Stored data >>
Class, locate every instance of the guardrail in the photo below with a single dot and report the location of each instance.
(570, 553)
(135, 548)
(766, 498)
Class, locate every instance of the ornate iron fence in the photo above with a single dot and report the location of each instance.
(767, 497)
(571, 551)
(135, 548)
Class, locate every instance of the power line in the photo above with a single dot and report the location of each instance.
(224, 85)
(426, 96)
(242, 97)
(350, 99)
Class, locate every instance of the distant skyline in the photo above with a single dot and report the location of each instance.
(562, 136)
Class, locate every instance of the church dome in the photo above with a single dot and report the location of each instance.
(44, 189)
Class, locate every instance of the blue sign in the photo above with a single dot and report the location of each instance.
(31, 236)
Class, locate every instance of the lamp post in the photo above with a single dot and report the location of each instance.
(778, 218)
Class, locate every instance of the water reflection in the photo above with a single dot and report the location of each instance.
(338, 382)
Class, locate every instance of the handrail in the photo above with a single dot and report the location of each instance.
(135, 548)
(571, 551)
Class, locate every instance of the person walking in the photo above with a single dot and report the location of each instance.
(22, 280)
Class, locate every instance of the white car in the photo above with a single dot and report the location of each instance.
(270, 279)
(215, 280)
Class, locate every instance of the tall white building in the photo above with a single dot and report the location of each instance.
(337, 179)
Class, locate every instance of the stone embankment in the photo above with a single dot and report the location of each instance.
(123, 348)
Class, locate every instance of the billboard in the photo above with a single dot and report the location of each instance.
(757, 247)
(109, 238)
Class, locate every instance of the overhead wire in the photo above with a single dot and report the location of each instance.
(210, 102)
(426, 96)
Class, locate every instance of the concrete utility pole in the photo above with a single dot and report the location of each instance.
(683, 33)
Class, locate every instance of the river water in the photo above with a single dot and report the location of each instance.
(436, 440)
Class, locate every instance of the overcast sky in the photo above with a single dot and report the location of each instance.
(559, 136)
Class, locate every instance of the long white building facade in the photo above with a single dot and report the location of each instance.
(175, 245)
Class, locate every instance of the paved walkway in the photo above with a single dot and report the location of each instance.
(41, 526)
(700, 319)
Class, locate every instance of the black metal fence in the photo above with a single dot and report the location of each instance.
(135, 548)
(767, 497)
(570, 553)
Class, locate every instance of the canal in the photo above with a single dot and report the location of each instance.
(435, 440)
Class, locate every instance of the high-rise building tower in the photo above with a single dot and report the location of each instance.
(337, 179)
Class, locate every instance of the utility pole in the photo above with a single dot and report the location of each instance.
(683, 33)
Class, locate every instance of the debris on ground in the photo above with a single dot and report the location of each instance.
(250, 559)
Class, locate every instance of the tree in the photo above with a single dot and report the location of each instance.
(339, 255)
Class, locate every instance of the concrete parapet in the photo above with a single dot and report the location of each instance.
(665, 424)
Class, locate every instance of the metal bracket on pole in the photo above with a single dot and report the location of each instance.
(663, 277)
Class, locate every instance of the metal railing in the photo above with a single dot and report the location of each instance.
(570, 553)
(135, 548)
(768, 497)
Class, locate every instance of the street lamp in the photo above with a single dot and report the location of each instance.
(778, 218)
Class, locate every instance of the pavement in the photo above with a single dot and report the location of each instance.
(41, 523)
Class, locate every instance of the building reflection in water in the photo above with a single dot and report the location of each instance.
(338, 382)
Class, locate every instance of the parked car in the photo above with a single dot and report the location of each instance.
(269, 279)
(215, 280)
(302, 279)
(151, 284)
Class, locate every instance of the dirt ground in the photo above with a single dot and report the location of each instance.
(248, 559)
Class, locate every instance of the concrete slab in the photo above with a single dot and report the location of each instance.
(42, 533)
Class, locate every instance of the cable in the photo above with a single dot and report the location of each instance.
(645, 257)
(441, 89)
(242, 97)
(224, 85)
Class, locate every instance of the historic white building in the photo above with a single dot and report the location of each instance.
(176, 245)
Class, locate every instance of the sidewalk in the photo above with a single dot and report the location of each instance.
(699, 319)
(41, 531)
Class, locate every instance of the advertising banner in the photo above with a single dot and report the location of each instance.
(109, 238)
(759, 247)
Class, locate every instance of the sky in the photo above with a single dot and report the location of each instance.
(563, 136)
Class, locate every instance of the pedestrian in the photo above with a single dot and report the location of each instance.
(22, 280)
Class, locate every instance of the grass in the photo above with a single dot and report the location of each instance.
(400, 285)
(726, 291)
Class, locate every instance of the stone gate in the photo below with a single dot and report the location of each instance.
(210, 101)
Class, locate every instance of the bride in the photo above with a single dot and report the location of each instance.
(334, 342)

Written instruction >>
Output exactly the lines above, from the one holding "Class, locate every instance of the concrete slab" through the end of the data, including the first and last.

Solution to this problem >>
Class, locate every instance of the concrete slab in the photo above with a single dot and report the location of each instance.
(42, 533)
Class, locate every instance of the cable in the photo above with a single dot and report the location of each instance.
(645, 257)
(441, 89)
(242, 97)
(224, 85)
Class, locate every instance of the historic white building in the photo above with a single dot and report the location of each instance.
(176, 245)
Class, locate every instance of the sidewalk in the photo above with a single dot and report the location of each instance.
(699, 319)
(41, 531)
Class, locate every instance of the advertising banner in the photo above with a single dot and report the location of each instance.
(109, 238)
(759, 247)
Class, locate every instance of the sky in the photo above with a single dot and report the location of each instance.
(563, 136)
Class, locate every instance of the pedestrian in the photo above with a single dot and report the location of each instance.
(22, 280)
Class, locate every instance of the grass in the photo above with a single dot and report the location of each instance.
(400, 285)
(726, 291)
Class, locate every instance of the stone gate in the photo below with a single dot and report the location of each instance.
(210, 101)
Class, locate every instance of the bride in the photo above with a single dot and report the location of each instance.
(334, 342)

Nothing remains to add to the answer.